Return each line of the data below that contains the word "viaduct". Case counts.
— BEGIN Data listing —
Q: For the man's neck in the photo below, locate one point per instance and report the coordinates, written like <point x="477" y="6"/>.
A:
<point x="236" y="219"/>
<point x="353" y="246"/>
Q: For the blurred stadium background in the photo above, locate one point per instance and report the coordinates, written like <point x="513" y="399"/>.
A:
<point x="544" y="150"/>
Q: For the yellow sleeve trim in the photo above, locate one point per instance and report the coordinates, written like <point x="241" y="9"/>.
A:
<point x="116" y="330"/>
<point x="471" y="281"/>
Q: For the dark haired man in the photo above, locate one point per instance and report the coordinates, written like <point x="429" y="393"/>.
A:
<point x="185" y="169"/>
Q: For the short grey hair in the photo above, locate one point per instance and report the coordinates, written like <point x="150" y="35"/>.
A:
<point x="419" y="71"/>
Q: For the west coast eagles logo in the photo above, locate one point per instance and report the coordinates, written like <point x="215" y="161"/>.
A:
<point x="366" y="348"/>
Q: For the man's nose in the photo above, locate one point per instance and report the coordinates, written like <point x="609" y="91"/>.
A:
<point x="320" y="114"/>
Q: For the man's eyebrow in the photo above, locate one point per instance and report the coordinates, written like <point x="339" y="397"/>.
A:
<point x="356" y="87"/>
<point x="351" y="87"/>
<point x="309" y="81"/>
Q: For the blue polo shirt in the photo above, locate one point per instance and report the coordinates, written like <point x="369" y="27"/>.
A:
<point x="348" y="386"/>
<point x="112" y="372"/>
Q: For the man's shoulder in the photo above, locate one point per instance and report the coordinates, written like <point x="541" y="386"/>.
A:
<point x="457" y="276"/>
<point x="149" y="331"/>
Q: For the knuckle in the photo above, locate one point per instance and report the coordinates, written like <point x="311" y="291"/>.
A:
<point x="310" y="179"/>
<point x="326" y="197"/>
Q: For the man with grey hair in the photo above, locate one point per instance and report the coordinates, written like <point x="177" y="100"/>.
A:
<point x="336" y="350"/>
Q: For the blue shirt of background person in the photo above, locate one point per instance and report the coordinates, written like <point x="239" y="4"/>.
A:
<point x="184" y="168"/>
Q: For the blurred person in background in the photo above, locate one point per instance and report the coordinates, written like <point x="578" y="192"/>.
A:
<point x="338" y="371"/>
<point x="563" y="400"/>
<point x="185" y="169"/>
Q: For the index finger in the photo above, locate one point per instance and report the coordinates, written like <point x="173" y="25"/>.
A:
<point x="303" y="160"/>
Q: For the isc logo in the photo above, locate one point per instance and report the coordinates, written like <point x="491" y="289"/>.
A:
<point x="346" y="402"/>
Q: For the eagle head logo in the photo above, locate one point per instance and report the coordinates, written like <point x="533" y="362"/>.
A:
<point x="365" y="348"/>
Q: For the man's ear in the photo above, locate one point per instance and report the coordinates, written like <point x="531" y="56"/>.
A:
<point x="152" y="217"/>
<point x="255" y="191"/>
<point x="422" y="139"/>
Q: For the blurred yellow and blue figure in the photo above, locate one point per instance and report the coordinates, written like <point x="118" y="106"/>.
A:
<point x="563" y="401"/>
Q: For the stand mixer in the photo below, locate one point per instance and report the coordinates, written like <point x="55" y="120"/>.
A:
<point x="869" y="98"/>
— END Data listing —
— BEGIN Data listing —
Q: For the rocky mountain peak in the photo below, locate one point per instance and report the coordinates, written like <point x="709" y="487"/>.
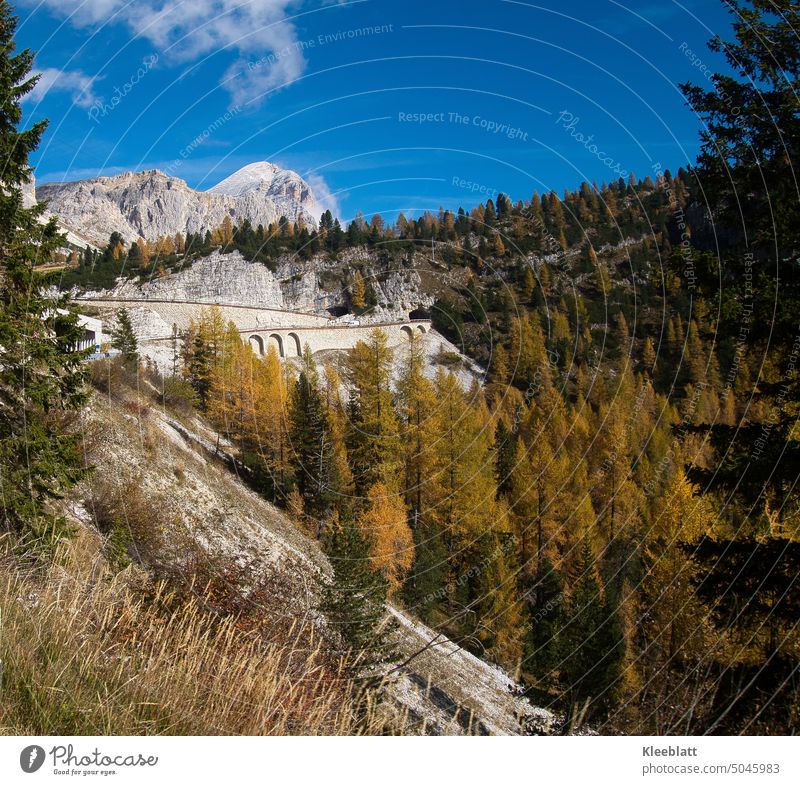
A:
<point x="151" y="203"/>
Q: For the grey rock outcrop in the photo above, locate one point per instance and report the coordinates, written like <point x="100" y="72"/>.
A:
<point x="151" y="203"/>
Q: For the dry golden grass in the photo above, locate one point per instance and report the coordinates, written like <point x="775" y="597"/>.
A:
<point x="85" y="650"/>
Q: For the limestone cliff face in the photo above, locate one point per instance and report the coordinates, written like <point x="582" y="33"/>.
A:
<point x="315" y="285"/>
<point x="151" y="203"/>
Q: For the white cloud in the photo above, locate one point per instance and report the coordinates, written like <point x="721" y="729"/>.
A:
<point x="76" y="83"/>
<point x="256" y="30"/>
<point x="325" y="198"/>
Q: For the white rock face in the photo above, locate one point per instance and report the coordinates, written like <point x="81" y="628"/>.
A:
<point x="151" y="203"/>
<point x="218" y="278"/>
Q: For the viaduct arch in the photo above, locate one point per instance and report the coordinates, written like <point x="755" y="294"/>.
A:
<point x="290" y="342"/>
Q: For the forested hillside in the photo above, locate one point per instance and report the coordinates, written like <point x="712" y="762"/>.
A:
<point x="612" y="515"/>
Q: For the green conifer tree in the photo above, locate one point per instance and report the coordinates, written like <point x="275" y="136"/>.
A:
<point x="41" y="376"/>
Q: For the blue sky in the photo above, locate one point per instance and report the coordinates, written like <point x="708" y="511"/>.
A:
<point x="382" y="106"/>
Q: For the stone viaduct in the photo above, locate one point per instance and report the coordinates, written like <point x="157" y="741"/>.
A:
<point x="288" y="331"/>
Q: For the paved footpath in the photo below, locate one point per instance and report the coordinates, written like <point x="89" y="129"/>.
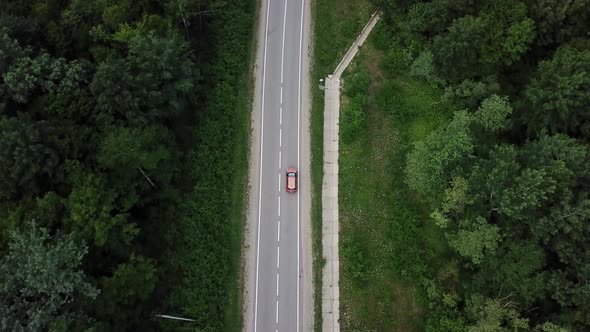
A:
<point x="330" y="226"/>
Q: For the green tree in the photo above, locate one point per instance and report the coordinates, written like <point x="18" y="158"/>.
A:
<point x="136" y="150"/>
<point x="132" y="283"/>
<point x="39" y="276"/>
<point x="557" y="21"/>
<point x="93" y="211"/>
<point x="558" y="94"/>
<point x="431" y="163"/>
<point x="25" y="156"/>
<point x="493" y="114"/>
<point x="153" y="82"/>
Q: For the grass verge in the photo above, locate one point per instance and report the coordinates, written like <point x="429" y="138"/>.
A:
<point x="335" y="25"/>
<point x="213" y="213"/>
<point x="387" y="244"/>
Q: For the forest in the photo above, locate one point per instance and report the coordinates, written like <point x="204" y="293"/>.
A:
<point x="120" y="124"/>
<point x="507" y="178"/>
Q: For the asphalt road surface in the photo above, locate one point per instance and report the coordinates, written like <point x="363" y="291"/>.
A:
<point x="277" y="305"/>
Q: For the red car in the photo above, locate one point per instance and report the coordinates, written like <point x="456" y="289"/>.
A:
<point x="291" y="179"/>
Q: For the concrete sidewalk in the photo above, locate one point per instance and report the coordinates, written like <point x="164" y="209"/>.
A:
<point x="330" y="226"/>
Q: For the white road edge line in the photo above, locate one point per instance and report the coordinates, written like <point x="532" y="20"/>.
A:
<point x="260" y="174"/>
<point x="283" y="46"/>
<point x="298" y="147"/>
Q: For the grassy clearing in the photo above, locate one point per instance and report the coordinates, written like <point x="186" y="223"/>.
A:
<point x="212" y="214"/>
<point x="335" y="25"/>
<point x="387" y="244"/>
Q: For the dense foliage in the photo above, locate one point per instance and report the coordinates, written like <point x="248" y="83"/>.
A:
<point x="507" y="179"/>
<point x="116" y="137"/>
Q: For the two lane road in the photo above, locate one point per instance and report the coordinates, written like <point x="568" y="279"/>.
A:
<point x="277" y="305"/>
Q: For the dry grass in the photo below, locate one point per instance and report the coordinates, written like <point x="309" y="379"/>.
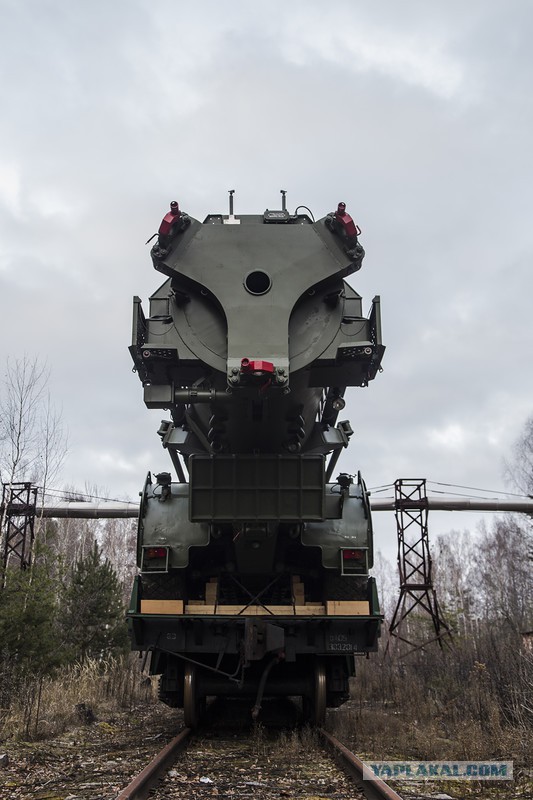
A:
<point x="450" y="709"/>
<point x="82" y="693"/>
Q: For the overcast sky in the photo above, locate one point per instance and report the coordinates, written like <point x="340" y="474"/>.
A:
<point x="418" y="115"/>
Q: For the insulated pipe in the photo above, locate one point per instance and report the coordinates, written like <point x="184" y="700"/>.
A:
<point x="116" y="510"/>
— END Data listing —
— BEGIN Data listing —
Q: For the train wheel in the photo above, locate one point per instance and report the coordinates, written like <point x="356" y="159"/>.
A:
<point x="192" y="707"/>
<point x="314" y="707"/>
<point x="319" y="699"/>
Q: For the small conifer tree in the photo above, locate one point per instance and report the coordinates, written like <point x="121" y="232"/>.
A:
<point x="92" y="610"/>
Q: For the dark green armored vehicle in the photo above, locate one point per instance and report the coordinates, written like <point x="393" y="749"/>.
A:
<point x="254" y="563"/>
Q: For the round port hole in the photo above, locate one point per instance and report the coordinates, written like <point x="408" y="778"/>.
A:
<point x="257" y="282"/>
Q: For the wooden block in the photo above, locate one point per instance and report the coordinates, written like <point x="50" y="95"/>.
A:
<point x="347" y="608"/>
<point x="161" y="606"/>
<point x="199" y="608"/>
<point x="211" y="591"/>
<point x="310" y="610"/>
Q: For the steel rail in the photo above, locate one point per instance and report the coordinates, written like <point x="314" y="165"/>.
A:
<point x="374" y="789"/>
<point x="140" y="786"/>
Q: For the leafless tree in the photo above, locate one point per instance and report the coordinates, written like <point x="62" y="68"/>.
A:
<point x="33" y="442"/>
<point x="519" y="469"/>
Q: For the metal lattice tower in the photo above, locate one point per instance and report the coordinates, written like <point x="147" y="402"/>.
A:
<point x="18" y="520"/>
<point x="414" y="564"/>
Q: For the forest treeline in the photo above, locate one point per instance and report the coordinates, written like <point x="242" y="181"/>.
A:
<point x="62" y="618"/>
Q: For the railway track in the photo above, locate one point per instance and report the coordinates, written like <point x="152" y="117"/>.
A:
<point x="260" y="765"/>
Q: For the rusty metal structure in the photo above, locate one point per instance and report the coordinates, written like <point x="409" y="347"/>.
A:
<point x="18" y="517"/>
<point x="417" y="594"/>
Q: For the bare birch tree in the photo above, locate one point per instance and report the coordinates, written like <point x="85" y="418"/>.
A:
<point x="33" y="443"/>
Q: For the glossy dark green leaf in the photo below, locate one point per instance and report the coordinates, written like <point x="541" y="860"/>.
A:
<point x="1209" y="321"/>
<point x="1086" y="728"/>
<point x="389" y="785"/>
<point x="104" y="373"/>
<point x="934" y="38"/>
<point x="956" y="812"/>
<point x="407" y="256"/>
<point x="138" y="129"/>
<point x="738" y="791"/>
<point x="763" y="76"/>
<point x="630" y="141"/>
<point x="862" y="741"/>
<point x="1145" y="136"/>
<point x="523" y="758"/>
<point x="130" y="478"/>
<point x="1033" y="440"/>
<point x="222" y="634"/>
— END Data listing —
#### Solution for this exercise:
Q: For the viaduct arch in the photo above, locate one point per instance and report the coordinates, written like <point x="755" y="294"/>.
Q: For the stone viaduct in the photo above, locate one point per instance and report the coordinates, written like <point x="157" y="741"/>.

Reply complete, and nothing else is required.